Traduci in inglese questa frase del testo sulla mostra di Palazzo Reale: «Fino al 25 luglio 2021, presso Palazzo Reale a Milano, si terrà Le signore dell’arte. Storie di donne tra ‘500 e ‘600, una mostra imperdibile dedicata alle più grandi artiste italiane vissute tra il XVI e il XVII secolo che Chiamamicittà.it ha visitato per voi.»

#### SEGMENTO DEL DOCUMENTO:
********************
Fino al 25 luglio 2021, presso Palazzo Reale a Milano, si terrà Le signore dell’arte. Storie di donne tra ‘500 e ‘600, una mostra imperdibile dedicata alle più grandi artiste italiane vissute tra il XVI e il XVII secolo che Chiamamicittà.it ha visitato per voi.

Il percorso espositivo, che si articola attraverso oltre 130 opere, ripercorre la produzione artistica di ben 34 artiste provenienti dall’interna Penisola, e mostra allo spettatore come – contrariamente a quanto normalmente si crede – la pittura fosse già a quel tempo un’espressione artistica anche femminile, e non solo relativamente a tele di piccole dimensioni e ad uso privato.

Le pale d’altare e i dipinti provenienti dalle più prestigiose collezioni europee, infatti, testimoniano come le donne fossero a tutti gli effetti parte della comunità artistica internazionale: se, successivamente, sono state escluse dal canone egemonico ciò è dovuto, quindi, al fatto che pochissimi (fra gli uomini che per secoli hanno poi monopolizzato la storia dell’arte) si sono preoccupati di raccontarne le loro storie, e non al fatto che le donne non sapessero dipingere.
********************
Righe di un dataset

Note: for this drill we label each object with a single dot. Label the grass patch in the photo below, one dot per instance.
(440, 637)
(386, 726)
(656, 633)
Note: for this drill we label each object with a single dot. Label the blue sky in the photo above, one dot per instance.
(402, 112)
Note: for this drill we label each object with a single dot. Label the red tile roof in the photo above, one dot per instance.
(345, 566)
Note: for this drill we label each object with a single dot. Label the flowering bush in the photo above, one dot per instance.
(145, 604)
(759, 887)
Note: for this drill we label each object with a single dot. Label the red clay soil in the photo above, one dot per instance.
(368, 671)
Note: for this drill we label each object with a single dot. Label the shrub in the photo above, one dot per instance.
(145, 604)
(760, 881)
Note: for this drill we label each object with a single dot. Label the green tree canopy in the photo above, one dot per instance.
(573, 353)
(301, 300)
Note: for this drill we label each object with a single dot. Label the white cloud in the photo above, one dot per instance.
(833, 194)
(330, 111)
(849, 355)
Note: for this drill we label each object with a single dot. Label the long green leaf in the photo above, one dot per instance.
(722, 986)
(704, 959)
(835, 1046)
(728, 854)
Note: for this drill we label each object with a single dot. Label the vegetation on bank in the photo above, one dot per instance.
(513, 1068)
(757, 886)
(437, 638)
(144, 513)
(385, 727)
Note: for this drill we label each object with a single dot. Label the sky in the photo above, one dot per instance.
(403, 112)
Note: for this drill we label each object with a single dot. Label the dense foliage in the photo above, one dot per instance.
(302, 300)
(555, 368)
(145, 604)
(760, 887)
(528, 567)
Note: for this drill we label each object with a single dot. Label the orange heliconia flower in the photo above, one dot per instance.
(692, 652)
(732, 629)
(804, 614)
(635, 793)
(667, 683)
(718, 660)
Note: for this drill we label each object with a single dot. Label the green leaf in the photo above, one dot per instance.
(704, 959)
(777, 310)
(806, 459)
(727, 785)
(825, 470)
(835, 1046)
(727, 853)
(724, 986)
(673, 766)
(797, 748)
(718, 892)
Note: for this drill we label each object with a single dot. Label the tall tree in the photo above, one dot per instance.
********************
#### RISPOSTA FINALE:
Until July 25, 2021, Palazzo Reale in Milan will host Le signore dell’arte. Storie di donne tra ‘500 e ‘600, an unmissable exhibition devoted to the greatest Italian women artists who lived between the 16th and 17th centuries, which Chiamamicittà.it visited for you.